■ Document text:
%%

Networks are important to both individuals and organizations. At the individual level, networks provide social support. At the organizational level, they provide services and facilitate information sharing, problem solving and capacity building.
Increasingly, public and nonprofit organizations are required to collaborate or network in order to deliver services or be competitive for grants. Organizations also network to solve problems, share information and build community capacity. One of our foci is how these networks come to be and how they can most effectively achieve their objectives.
Using the techniques of social network analysis and drawing upon complexity theory, Center for Applied Community Research and Development researchers help interorganizational networks answer questions such as:
How can we sustain our network over time?
CACRD researchers work with networks to help them discover and develop their full potential.
Individual social support networks can have important effects on health, educational achievement, level of civic engagement and overall well-being. Understanding their clients’ social support networks can help public and nonprofit organizations diagnose problems, prescribe interventions and interpret program outcomes designed to influence individuals’ behaviors.
Using social network analysis, CACRD researchers help organizations answer the following types of questions:
Can we increase satisfaction levels of local area professionals by increasing their opportunities for professional interaction, and therefore reduce “brain drain”?
CACRD researchers work with organizations to help them use information about social support networks to design, implement and evaluate programs.
Center City Coordination (C3) Sustainability Project
Overview: CACRD researchers are working with the Center City Coordination (C3) project to help them sustain the networks developed over the past three years. Funded by a federal HUD grant, the C3 project has facilitated a number of “task teams”— networks of individuals organized around topics such as Health, Youth, Employment and Housing. The grant ends in Nov. 2007 and these Task Teams will lose the C3 project’s coordinating funcction. CACRD researchers are discussing with the Task Teams ways they can sustain themselves without a central coordinator.
Network Response to Self-injury
Overview: Many adolescents engage in self-injuring behavior. Unfortunately, with extremely limited child psychiatric services in Broome County, adolescents engaging in this type of behavior often go untreated. CACRD researchers are aiding in the development of a network of mental health providers specifically trained to recognize and treat self-injury.
Binghamton City School District 9th Grade Bridges Evaluation
Overview: The 9th Grade Bridges Program provides a more intimate learning environment at the Columbus School for students who are at risk of making a successful transition from middle to high school. CACRD evaluators are using the Developmental Assets Profile (DAP) tool developed by the Search Institute and social network analysis to determine the effect of the Bridges Program on social support structures, developmental assets and their relationship to academic achievement and absenteeism.

%%

■ Supplied information:
%%

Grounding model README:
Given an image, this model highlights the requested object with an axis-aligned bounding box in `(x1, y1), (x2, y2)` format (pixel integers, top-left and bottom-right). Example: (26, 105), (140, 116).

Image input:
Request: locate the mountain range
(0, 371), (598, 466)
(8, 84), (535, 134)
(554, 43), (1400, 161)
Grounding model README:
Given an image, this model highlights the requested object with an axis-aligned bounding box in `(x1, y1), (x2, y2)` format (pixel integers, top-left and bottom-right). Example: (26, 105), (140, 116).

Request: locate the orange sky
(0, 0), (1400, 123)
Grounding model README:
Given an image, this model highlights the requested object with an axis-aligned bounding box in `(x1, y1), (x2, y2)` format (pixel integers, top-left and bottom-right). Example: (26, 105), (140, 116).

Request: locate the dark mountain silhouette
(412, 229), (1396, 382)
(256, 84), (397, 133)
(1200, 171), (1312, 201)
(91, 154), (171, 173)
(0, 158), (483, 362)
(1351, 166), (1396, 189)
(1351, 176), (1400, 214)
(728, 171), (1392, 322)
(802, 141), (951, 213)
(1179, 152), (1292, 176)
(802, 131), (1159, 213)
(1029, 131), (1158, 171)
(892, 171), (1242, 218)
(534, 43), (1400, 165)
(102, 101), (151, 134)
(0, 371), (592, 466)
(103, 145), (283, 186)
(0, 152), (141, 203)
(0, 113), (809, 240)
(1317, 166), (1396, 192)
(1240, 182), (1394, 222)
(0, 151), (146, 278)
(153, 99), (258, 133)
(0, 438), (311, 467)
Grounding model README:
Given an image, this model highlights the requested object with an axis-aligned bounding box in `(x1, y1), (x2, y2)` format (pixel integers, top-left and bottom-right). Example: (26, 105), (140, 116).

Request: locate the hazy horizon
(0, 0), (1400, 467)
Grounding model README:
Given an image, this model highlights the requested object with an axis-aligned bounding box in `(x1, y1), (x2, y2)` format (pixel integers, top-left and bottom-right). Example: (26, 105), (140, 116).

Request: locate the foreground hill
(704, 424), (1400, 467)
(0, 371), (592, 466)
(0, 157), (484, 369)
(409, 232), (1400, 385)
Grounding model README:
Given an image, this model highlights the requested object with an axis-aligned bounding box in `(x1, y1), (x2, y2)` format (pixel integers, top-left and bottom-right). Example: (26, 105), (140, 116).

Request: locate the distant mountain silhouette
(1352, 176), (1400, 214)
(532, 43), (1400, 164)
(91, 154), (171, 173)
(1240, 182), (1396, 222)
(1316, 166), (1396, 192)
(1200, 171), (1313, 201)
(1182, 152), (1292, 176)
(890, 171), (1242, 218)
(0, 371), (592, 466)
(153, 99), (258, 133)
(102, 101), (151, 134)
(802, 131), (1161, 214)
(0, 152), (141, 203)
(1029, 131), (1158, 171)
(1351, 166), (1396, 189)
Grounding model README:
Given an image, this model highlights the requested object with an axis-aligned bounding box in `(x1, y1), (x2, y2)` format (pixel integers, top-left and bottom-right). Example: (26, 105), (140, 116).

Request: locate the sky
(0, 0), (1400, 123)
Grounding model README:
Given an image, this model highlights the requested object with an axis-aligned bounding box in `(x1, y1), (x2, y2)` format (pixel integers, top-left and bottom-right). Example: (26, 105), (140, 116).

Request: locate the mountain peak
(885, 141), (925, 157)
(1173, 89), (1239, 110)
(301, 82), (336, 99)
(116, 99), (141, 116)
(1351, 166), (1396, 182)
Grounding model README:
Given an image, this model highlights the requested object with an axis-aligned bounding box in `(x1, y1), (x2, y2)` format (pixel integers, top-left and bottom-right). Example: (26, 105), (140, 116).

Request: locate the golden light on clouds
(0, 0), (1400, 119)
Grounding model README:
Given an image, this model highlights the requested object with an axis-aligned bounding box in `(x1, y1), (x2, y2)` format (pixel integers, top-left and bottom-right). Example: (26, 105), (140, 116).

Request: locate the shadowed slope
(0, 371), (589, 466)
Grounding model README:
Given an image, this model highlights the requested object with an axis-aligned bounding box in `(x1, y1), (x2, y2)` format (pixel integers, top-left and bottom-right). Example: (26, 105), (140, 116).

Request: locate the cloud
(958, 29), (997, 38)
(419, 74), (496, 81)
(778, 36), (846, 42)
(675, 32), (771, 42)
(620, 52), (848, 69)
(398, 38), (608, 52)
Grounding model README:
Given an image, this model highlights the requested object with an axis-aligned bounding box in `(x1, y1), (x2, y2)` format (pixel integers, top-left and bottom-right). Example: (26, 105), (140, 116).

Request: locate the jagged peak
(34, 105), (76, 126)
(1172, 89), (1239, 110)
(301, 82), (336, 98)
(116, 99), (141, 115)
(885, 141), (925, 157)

%%

■ What to do:
- A) According to the CACRD text, when does the federal HUD grant funding the C3 project end?
- B) In the CACRD text, write out everything from "Increasingly, public and" down to "achieve their objectives.", substituting "exchange information" for "share information".
The entries above are separate material, apart from the CACRD text.

■ Completed exercise:
- A) In November 2007.

- B)
Increasingly, public and nonprofit organizations are required to collaborate or network in order to deliver services or be competitive for grants. Organizations also network to solve problems, exchange information and build community capacity. One of our foci is how these networks come to be and how they can most effectively achieve their objectives.